**What needs to be done:** Reproduce all of the rows below word for word, keeping every line unchanged and in its original order.

**Data section:**
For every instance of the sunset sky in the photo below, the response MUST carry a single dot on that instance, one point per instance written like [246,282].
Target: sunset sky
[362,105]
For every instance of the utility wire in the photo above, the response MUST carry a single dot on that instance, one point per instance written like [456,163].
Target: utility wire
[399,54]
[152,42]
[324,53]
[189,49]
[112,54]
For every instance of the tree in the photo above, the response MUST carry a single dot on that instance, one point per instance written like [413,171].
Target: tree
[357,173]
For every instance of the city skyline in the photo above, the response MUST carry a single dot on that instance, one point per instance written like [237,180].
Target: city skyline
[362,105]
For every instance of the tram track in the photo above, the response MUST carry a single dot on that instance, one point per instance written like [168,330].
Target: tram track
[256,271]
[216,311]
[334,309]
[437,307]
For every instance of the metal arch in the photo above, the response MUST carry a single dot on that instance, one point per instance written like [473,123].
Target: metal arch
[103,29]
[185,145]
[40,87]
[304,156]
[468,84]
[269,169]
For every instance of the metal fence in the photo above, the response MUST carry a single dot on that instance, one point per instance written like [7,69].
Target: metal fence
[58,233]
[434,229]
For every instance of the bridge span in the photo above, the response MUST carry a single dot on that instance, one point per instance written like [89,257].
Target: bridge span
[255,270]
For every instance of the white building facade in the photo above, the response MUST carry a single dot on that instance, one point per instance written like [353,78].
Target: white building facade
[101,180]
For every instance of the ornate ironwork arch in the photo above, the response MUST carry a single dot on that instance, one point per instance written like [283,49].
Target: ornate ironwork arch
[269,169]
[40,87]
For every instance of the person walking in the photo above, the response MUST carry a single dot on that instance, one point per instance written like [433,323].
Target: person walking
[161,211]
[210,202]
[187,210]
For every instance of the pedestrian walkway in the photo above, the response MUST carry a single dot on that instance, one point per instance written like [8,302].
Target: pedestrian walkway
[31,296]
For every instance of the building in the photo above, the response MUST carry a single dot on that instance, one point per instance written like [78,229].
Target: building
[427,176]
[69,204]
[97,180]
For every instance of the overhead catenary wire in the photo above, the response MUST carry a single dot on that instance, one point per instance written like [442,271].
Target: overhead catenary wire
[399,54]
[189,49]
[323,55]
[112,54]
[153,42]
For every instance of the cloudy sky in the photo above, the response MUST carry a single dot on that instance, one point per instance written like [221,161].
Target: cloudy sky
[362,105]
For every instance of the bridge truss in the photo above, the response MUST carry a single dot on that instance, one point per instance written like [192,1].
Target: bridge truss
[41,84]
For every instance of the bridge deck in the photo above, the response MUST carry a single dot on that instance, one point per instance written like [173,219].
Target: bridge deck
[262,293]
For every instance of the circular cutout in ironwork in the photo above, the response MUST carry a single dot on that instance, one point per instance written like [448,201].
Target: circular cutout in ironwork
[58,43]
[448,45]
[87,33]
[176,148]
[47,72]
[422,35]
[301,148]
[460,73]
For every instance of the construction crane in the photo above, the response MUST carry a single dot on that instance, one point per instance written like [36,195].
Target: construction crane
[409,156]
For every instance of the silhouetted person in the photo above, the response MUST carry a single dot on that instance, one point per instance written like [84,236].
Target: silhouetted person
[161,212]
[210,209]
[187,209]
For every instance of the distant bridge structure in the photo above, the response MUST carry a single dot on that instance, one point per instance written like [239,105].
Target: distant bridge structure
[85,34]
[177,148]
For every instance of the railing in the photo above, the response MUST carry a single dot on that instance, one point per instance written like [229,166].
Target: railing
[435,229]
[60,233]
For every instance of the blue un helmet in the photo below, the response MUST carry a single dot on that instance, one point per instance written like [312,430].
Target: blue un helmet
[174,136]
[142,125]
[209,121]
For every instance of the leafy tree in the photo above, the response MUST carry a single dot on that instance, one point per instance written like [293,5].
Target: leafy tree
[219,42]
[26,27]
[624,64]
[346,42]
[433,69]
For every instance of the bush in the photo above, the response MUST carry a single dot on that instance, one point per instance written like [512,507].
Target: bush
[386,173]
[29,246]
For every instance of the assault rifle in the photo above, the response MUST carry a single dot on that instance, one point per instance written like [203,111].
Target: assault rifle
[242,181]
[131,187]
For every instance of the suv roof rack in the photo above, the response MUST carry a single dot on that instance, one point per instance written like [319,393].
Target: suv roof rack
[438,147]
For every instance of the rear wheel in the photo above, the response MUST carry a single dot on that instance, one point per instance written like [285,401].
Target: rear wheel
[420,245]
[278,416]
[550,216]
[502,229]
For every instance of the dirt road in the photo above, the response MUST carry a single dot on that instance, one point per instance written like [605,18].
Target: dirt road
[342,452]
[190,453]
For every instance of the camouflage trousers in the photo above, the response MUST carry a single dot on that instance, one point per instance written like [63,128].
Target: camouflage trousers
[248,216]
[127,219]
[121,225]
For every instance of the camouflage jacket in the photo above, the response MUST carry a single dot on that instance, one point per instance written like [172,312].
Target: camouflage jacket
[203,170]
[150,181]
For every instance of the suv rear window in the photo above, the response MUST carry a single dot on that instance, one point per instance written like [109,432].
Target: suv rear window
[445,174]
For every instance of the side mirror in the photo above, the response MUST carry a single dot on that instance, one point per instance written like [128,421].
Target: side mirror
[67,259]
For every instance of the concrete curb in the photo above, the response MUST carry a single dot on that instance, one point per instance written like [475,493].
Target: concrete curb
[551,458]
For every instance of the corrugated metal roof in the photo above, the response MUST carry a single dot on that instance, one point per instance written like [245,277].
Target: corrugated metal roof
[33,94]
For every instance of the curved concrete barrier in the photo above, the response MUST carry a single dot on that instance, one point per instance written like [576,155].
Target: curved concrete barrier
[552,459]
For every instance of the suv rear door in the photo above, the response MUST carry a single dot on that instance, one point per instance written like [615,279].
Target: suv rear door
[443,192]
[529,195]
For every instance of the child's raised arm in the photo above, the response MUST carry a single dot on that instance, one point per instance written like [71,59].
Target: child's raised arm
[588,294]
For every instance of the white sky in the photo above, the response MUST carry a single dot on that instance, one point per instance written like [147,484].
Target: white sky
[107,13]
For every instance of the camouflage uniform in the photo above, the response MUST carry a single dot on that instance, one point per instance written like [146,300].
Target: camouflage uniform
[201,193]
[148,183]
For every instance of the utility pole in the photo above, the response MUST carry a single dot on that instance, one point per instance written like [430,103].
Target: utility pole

**Complete answer:**
For every instance of the sunset sky in the photo below, the response MUST carry a single dot on that instance, one point per instance written like [246,282].
Target: sunset sky
[362,105]
For every instance of the utility wire in the photo above, the response MUST carry a single dot on that instance, one point per instance written like [456,163].
Target: utility wire
[399,54]
[152,42]
[324,53]
[189,49]
[112,54]
For every instance of the tree in the photo above, the response MUST carry a single dot on that instance, one point per instance written like [413,171].
Target: tree
[357,173]
For every instance of the city skyline in the photo above, the response MUST carry a single dot on that instance, one point per instance written like [237,180].
Target: city skyline
[362,105]
For every instance of the tram track in the photo above, the response MUST carry a single dot on that instance, one point per instance written like [168,330].
Target: tram track
[256,271]
[216,311]
[334,309]
[437,307]
For every instance of the metal arch in the photo above, the response MUST carry a single dot on that instance, one point per instance written like [473,123].
Target: metal arch
[103,29]
[185,145]
[40,87]
[304,156]
[468,84]
[269,169]
For every instance of the metal fence in the photo above, the response MUST carry a single dot on that instance, one point per instance written like [7,69].
Target: metal fence
[58,233]
[434,229]
For every instance of the bridge span in the photo above, the response MUST carry a single dot on that instance, one point per instance written like [89,257].
Target: bridge span
[255,270]
For every instance of the white building facade in the photo above, the response MUST carry a single dot on that instance, one point per instance written like [353,78].
Target: white building facade
[101,180]
For every instance of the ornate ironwork arch in the photo above, the response MUST carry a single dot on that instance, one point per instance written like [283,49].
Target: ornate ironwork arch
[269,169]
[40,87]
For every instance of the person walking in the photo above, the response MUST carry a single dot on that instance, one point per instance written like [433,323].
Target: person walking
[161,211]
[210,202]
[187,210]
For every instance of the pedestrian walkway in the photo above, the response MUST carry a single dot on that instance, one point per instance written like [8,302].
Target: pedestrian walkway
[31,296]
For every instance of the building in the photo above, the response MUST carry a single dot on that instance, one point per instance written like [78,229].
Target: building
[427,176]
[69,204]
[97,180]
For every instance of the overhead catenary wire in the photo above, the response MUST carry a single dot on that instance, one point per instance written like [442,271].
Target: overhead catenary wire
[399,54]
[189,49]
[323,55]
[112,54]
[153,42]
For every instance of the cloudy sky in the photo above, the response MUST carry a single dot on that instance, one point per instance written like [221,161].
Target: cloudy sky
[362,105]
For every instance of the bridge truss in the photo above, the response MUST carry a single dot on that instance, one point per instance written like [192,1].
Target: bridge truss
[41,84]
For every instance of the bridge deck in the photo above, the response MUST carry a single dot on that instance, one point per instance written like [173,219].
Target: bridge deck
[262,293]
For every instance of the circular cutout in ironwork in the photo above, the response MUST carry a single dot on that instance, one point per instance written like [448,201].
Target: circular cutout in ironwork
[58,43]
[448,45]
[87,33]
[176,148]
[47,72]
[422,35]
[301,148]
[460,73]
For every instance of the construction crane in the photo above, the response MUST carry a single dot on that instance, one point per instance written like [36,195].
Target: construction crane
[409,156]
For every instance of the silhouetted person in the photo above, the response MUST carry a single dot on that instance, one point per instance written like [84,236].
Target: silhouetted person
[161,212]
[210,209]
[187,209]
For every instance of the distant bridge structure in the photo above, the response MUST carry a single dot on that instance, one point per instance written like [239,105].
Target: distant bridge structure
[85,34]
[177,148]
For every instance of the railing in the photo above, the response MUST carry a single dot on that instance, one point per instance written like [229,166].
Target: railing
[435,229]
[60,233]
For every instance of the blue un helmet in the photo below, the response MUST carry a single dot on that instance, one point per instance written like [312,430].
Target: blue un helmet
[174,136]
[142,125]
[209,121]
For every instance of the leafy tree in the photo above, the response MUST carry a single dot on that instance, one point per instance written like [293,5].
Target: leafy tree
[219,42]
[26,27]
[624,64]
[346,42]
[433,69]
For every instance of the bush in the photo above, the response MUST carry a single dot on that instance, one point per instance written like [512,507].
Target: bush
[386,173]
[29,246]
For every instance of the assault rifle in the photo above, the response MUST carry a single dot on that instance, one point per instance written like [203,111].
Target: assault rifle
[242,181]
[131,187]
For every instance of the suv roof rack in the photo above, the response MUST carry a single dot on that instance, one point per instance written like [319,393].
Target: suv roof rack
[438,147]
For every instance of the rear wheel in the photo above, the response MUST carry a single dot on that instance, one point per instance written like [285,401].
Target: rear wheel
[420,245]
[278,416]
[550,216]
[502,229]
For every instance of the dirt road in the photo above, the response MUST carry a single dot on that instance, one point per instance written like [605,18].
Target: dirt road
[342,452]
[190,453]
For every instance of the camouflage trousers in the photo above, the response MUST carry a single dot on that instance, one point per instance written like [63,128].
Target: camouflage trousers
[248,216]
[127,219]
[121,225]
For every instance of the camouflage jacket in the photo above, the response MUST carry a single dot on that instance, one point per instance written like [172,312].
Target: camouflage jacket
[203,170]
[150,181]
For every instance of the suv rear window in the photo above, the response MUST carry a single dot on that instance, one point per instance written like [109,432].
Target: suv rear window
[445,174]
For every instance of the side mirror in the photo above, the response MUST carry a single dot on that instance, one point per instance written like [128,421].
Target: side mirror
[67,259]
For every instance of the concrete curb in the photo above, the response MUST carry a single dot on that instance, one point per instance written like [475,493].
Target: concrete curb
[551,458]
For every instance of the corrugated metal roof in the photo above, the response MUST carry a single dot on that instance, one point per instance written like [245,277].
Target: corrugated metal roof
[33,94]
For every instance of the curved concrete barrier in the photo above, the response MUST carry a single dot on that instance, one point per instance written like [576,155].
Target: curved concrete barrier
[552,459]
For every instance of the suv rear door in the photo above, the response MUST carry a single dot on that instance, one point per instance written like [615,279].
Target: suv rear door
[443,192]
[529,195]
For every instance of the child's raised arm in the photo above, the response MUST carry a single dot on that instance, one point per instance written like [71,59].
Target: child's raised arm
[588,294]
For every instance of the white sky in the photo above, the response MUST carry a single dot on that instance, one point per instance written like [147,484].
Target: white sky
[107,13]
For every instance of the camouflage uniform in the photo above, the response MUST carry a single dot on that instance, one point per instance written like [146,300].
Target: camouflage uniform
[201,193]
[148,183]
For every instance of the utility pole in the photo above, the response MUST carry a single dot on that instance, one point per instance written like [430,103].
Target: utility pole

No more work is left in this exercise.